- [Task requirements]
Starting at the first line of the material below and stopping after the line that includes "yooo detect the grass verge", write the lines out again exactly. Drop any pictures.

- [Given records]
Start of Block

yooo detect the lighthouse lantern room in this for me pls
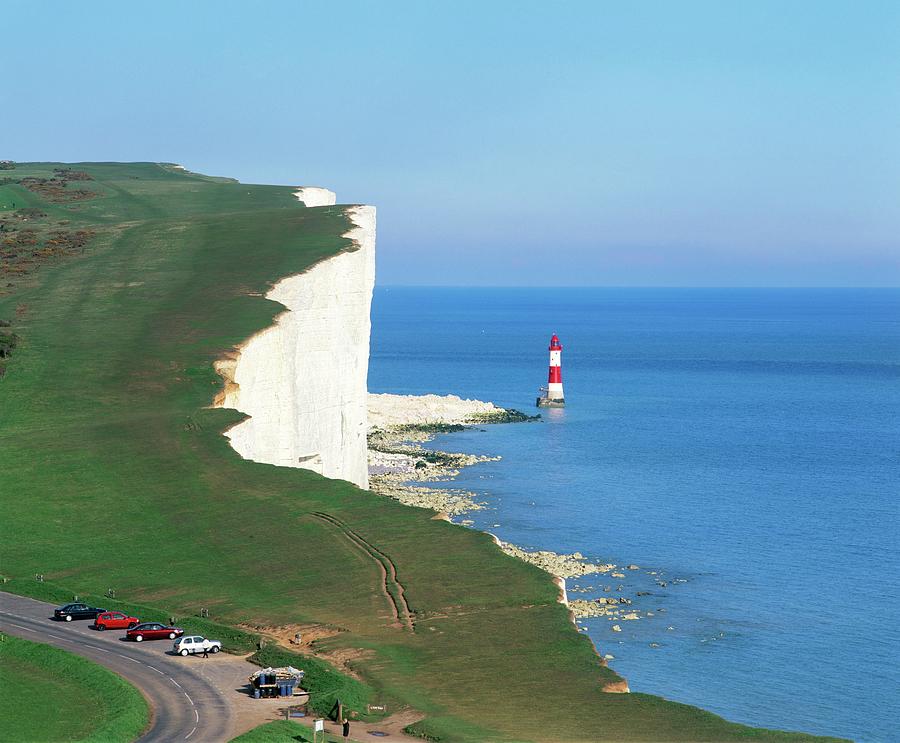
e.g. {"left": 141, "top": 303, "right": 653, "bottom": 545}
{"left": 536, "top": 334, "right": 565, "bottom": 408}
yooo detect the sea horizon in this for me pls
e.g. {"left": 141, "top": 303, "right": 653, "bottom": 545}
{"left": 377, "top": 284, "right": 900, "bottom": 290}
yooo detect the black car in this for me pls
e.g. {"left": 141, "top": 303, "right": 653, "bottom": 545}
{"left": 54, "top": 603, "right": 106, "bottom": 622}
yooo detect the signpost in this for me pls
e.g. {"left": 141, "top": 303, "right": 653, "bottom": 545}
{"left": 313, "top": 719, "right": 325, "bottom": 743}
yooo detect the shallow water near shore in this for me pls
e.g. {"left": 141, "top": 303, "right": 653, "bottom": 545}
{"left": 369, "top": 287, "right": 900, "bottom": 743}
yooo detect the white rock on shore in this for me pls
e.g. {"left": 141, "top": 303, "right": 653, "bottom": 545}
{"left": 366, "top": 392, "right": 505, "bottom": 513}
{"left": 569, "top": 600, "right": 620, "bottom": 618}
{"left": 494, "top": 540, "right": 615, "bottom": 580}
{"left": 368, "top": 393, "right": 501, "bottom": 431}
{"left": 367, "top": 439, "right": 494, "bottom": 515}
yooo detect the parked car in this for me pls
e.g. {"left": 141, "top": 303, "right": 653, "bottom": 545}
{"left": 173, "top": 635, "right": 222, "bottom": 656}
{"left": 54, "top": 603, "right": 106, "bottom": 622}
{"left": 92, "top": 611, "right": 140, "bottom": 631}
{"left": 126, "top": 622, "right": 184, "bottom": 642}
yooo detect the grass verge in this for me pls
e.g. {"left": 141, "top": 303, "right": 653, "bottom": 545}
{"left": 230, "top": 720, "right": 339, "bottom": 742}
{"left": 0, "top": 634, "right": 149, "bottom": 742}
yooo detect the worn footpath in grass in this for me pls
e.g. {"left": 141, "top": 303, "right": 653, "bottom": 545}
{"left": 0, "top": 163, "right": 846, "bottom": 742}
{"left": 0, "top": 634, "right": 149, "bottom": 742}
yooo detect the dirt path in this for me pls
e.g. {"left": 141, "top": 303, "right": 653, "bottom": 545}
{"left": 303, "top": 708, "right": 424, "bottom": 741}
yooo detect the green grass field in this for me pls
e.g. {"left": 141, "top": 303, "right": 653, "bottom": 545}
{"left": 0, "top": 162, "right": 845, "bottom": 742}
{"left": 0, "top": 634, "right": 149, "bottom": 742}
{"left": 230, "top": 720, "right": 340, "bottom": 743}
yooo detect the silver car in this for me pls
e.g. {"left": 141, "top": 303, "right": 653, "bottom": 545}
{"left": 173, "top": 635, "right": 222, "bottom": 656}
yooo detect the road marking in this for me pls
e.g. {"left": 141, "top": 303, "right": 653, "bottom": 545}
{"left": 1, "top": 602, "right": 218, "bottom": 742}
{"left": 111, "top": 652, "right": 142, "bottom": 664}
{"left": 7, "top": 622, "right": 36, "bottom": 632}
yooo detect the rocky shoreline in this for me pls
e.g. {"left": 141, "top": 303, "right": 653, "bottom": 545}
{"left": 493, "top": 539, "right": 615, "bottom": 579}
{"left": 367, "top": 422, "right": 497, "bottom": 515}
{"left": 366, "top": 393, "right": 639, "bottom": 621}
{"left": 367, "top": 393, "right": 528, "bottom": 515}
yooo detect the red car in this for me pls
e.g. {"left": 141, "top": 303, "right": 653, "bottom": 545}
{"left": 92, "top": 611, "right": 140, "bottom": 631}
{"left": 125, "top": 622, "right": 184, "bottom": 642}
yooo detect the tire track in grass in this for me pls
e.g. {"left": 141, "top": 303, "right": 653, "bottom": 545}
{"left": 308, "top": 512, "right": 414, "bottom": 632}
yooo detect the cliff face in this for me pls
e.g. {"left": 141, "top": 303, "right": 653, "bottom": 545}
{"left": 293, "top": 187, "right": 337, "bottom": 207}
{"left": 215, "top": 200, "right": 376, "bottom": 489}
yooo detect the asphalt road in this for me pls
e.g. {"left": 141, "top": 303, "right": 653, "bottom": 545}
{"left": 0, "top": 591, "right": 421, "bottom": 743}
{"left": 0, "top": 592, "right": 236, "bottom": 742}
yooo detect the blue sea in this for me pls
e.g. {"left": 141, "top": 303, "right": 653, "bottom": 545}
{"left": 368, "top": 288, "right": 900, "bottom": 743}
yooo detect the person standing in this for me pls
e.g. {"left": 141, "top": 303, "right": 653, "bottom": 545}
{"left": 342, "top": 718, "right": 350, "bottom": 740}
{"left": 201, "top": 645, "right": 209, "bottom": 659}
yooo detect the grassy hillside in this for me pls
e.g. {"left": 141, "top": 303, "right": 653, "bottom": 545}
{"left": 0, "top": 162, "right": 843, "bottom": 742}
{"left": 0, "top": 634, "right": 149, "bottom": 742}
{"left": 231, "top": 720, "right": 337, "bottom": 742}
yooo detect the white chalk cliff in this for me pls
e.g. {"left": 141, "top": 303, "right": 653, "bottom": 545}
{"left": 293, "top": 187, "right": 337, "bottom": 208}
{"left": 214, "top": 191, "right": 375, "bottom": 489}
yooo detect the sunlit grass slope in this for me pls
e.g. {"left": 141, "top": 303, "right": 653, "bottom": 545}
{"left": 0, "top": 163, "right": 843, "bottom": 742}
{"left": 0, "top": 634, "right": 149, "bottom": 742}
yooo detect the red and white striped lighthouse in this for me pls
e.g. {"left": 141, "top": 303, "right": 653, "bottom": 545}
{"left": 536, "top": 334, "right": 565, "bottom": 407}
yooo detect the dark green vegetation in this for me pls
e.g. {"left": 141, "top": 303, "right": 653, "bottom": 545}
{"left": 467, "top": 408, "right": 541, "bottom": 424}
{"left": 0, "top": 163, "right": 844, "bottom": 742}
{"left": 0, "top": 319, "right": 16, "bottom": 375}
{"left": 0, "top": 634, "right": 149, "bottom": 742}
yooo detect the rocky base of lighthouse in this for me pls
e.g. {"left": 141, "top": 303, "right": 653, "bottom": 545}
{"left": 536, "top": 396, "right": 565, "bottom": 408}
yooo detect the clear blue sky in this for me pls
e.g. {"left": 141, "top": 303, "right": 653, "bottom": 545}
{"left": 4, "top": 1, "right": 898, "bottom": 286}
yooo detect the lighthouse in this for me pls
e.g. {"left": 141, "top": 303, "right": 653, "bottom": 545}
{"left": 536, "top": 334, "right": 565, "bottom": 407}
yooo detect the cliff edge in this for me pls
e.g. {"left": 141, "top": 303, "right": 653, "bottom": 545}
{"left": 214, "top": 199, "right": 376, "bottom": 489}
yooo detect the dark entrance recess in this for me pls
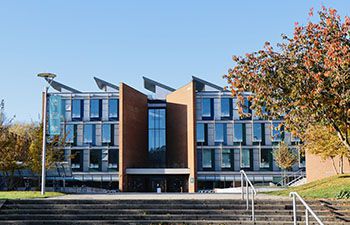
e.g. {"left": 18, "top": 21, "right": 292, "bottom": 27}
{"left": 127, "top": 175, "right": 188, "bottom": 192}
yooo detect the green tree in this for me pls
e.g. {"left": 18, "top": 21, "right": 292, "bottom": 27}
{"left": 224, "top": 7, "right": 350, "bottom": 152}
{"left": 28, "top": 124, "right": 65, "bottom": 187}
{"left": 274, "top": 142, "right": 298, "bottom": 186}
{"left": 303, "top": 125, "right": 349, "bottom": 174}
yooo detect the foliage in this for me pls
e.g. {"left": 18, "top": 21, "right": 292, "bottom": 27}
{"left": 28, "top": 124, "right": 65, "bottom": 175}
{"left": 0, "top": 191, "right": 63, "bottom": 200}
{"left": 266, "top": 174, "right": 350, "bottom": 199}
{"left": 224, "top": 7, "right": 350, "bottom": 152}
{"left": 303, "top": 124, "right": 349, "bottom": 174}
{"left": 273, "top": 142, "right": 298, "bottom": 170}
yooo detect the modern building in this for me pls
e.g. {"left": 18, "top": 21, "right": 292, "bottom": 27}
{"left": 43, "top": 76, "right": 305, "bottom": 193}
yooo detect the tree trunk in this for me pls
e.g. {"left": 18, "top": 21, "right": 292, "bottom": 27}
{"left": 339, "top": 156, "right": 344, "bottom": 174}
{"left": 331, "top": 157, "right": 339, "bottom": 175}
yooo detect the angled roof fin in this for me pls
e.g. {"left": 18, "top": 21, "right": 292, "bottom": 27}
{"left": 192, "top": 76, "right": 224, "bottom": 91}
{"left": 143, "top": 76, "right": 175, "bottom": 93}
{"left": 45, "top": 78, "right": 81, "bottom": 93}
{"left": 93, "top": 77, "right": 119, "bottom": 91}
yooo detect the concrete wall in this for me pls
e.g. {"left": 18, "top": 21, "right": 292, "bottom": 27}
{"left": 306, "top": 152, "right": 350, "bottom": 182}
{"left": 119, "top": 83, "right": 148, "bottom": 191}
{"left": 166, "top": 81, "right": 197, "bottom": 192}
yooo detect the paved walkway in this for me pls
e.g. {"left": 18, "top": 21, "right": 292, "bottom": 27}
{"left": 51, "top": 193, "right": 289, "bottom": 200}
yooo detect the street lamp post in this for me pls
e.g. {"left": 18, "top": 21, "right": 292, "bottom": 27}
{"left": 37, "top": 73, "right": 57, "bottom": 195}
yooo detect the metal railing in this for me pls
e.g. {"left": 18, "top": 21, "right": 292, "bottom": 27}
{"left": 289, "top": 192, "right": 324, "bottom": 225}
{"left": 277, "top": 169, "right": 305, "bottom": 187}
{"left": 240, "top": 170, "right": 257, "bottom": 221}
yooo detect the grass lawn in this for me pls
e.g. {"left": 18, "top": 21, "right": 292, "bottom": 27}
{"left": 0, "top": 191, "right": 64, "bottom": 200}
{"left": 265, "top": 174, "right": 350, "bottom": 199}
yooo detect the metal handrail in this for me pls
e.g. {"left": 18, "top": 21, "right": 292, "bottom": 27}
{"left": 278, "top": 169, "right": 305, "bottom": 186}
{"left": 240, "top": 170, "right": 257, "bottom": 221}
{"left": 289, "top": 192, "right": 324, "bottom": 225}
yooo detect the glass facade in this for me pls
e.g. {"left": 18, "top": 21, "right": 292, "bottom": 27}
{"left": 71, "top": 150, "right": 83, "bottom": 172}
{"left": 221, "top": 149, "right": 232, "bottom": 169}
{"left": 202, "top": 98, "right": 212, "bottom": 118}
{"left": 197, "top": 123, "right": 205, "bottom": 143}
{"left": 232, "top": 98, "right": 240, "bottom": 120}
{"left": 215, "top": 123, "right": 226, "bottom": 144}
{"left": 221, "top": 98, "right": 231, "bottom": 118}
{"left": 272, "top": 122, "right": 283, "bottom": 141}
{"left": 72, "top": 99, "right": 83, "bottom": 120}
{"left": 102, "top": 124, "right": 111, "bottom": 143}
{"left": 148, "top": 108, "right": 166, "bottom": 167}
{"left": 65, "top": 124, "right": 74, "bottom": 143}
{"left": 233, "top": 123, "right": 243, "bottom": 142}
{"left": 109, "top": 99, "right": 119, "bottom": 120}
{"left": 108, "top": 149, "right": 118, "bottom": 171}
{"left": 84, "top": 124, "right": 96, "bottom": 145}
{"left": 89, "top": 149, "right": 101, "bottom": 171}
{"left": 253, "top": 123, "right": 262, "bottom": 142}
{"left": 90, "top": 99, "right": 102, "bottom": 120}
{"left": 202, "top": 149, "right": 213, "bottom": 169}
{"left": 241, "top": 149, "right": 251, "bottom": 168}
{"left": 260, "top": 149, "right": 272, "bottom": 169}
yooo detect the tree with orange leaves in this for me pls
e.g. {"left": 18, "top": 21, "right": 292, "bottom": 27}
{"left": 225, "top": 7, "right": 350, "bottom": 153}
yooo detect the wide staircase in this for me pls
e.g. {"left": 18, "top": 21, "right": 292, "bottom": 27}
{"left": 0, "top": 199, "right": 349, "bottom": 224}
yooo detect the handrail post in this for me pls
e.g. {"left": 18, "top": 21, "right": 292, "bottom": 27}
{"left": 241, "top": 172, "right": 244, "bottom": 200}
{"left": 292, "top": 194, "right": 297, "bottom": 225}
{"left": 246, "top": 179, "right": 249, "bottom": 210}
{"left": 305, "top": 209, "right": 309, "bottom": 225}
{"left": 251, "top": 192, "right": 255, "bottom": 221}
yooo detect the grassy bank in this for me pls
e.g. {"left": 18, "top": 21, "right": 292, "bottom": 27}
{"left": 0, "top": 191, "right": 64, "bottom": 200}
{"left": 266, "top": 174, "right": 350, "bottom": 199}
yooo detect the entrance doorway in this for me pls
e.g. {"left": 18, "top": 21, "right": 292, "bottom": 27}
{"left": 127, "top": 175, "right": 188, "bottom": 192}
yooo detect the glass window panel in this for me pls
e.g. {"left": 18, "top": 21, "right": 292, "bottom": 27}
{"left": 202, "top": 149, "right": 212, "bottom": 168}
{"left": 241, "top": 149, "right": 250, "bottom": 168}
{"left": 272, "top": 122, "right": 282, "bottom": 141}
{"left": 197, "top": 123, "right": 205, "bottom": 142}
{"left": 202, "top": 98, "right": 211, "bottom": 117}
{"left": 89, "top": 149, "right": 101, "bottom": 171}
{"left": 232, "top": 98, "right": 240, "bottom": 119}
{"left": 159, "top": 109, "right": 166, "bottom": 129}
{"left": 84, "top": 124, "right": 93, "bottom": 143}
{"left": 72, "top": 99, "right": 82, "bottom": 119}
{"left": 71, "top": 150, "right": 82, "bottom": 171}
{"left": 215, "top": 123, "right": 224, "bottom": 142}
{"left": 260, "top": 149, "right": 271, "bottom": 168}
{"left": 222, "top": 149, "right": 231, "bottom": 169}
{"left": 148, "top": 109, "right": 155, "bottom": 129}
{"left": 90, "top": 99, "right": 100, "bottom": 119}
{"left": 221, "top": 98, "right": 230, "bottom": 117}
{"left": 233, "top": 123, "right": 243, "bottom": 142}
{"left": 65, "top": 124, "right": 74, "bottom": 143}
{"left": 109, "top": 99, "right": 119, "bottom": 119}
{"left": 253, "top": 123, "right": 262, "bottom": 142}
{"left": 108, "top": 149, "right": 118, "bottom": 170}
{"left": 102, "top": 124, "right": 111, "bottom": 143}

End of Block

- [Solution to this problem]
yooo detect the lighthouse lantern room in this for me pls
e.g. {"left": 141, "top": 303, "right": 653, "bottom": 545}
{"left": 536, "top": 334, "right": 565, "bottom": 408}
yooo detect the sea horizon in this for me pls
e.g. {"left": 141, "top": 303, "right": 653, "bottom": 545}
{"left": 377, "top": 284, "right": 900, "bottom": 290}
yooo detect the black car in this for me pls
e.g. {"left": 141, "top": 303, "right": 653, "bottom": 545}
{"left": 54, "top": 603, "right": 106, "bottom": 622}
yooo detect the signpost in this for me pls
e.g. {"left": 141, "top": 303, "right": 653, "bottom": 545}
{"left": 313, "top": 719, "right": 325, "bottom": 743}
yooo detect the shallow water near shore in this for me pls
e.g. {"left": 141, "top": 303, "right": 653, "bottom": 545}
{"left": 369, "top": 287, "right": 900, "bottom": 743}
yooo detect the white rock on shore in this for me pls
e.g. {"left": 141, "top": 303, "right": 653, "bottom": 545}
{"left": 366, "top": 392, "right": 505, "bottom": 513}
{"left": 569, "top": 600, "right": 620, "bottom": 618}
{"left": 494, "top": 540, "right": 615, "bottom": 580}
{"left": 368, "top": 393, "right": 501, "bottom": 431}
{"left": 367, "top": 439, "right": 494, "bottom": 515}
yooo detect the parked car in this for me pls
e.g. {"left": 141, "top": 303, "right": 653, "bottom": 545}
{"left": 173, "top": 635, "right": 222, "bottom": 656}
{"left": 54, "top": 603, "right": 106, "bottom": 622}
{"left": 92, "top": 611, "right": 140, "bottom": 631}
{"left": 126, "top": 622, "right": 184, "bottom": 642}
yooo detect the grass verge in this for me pls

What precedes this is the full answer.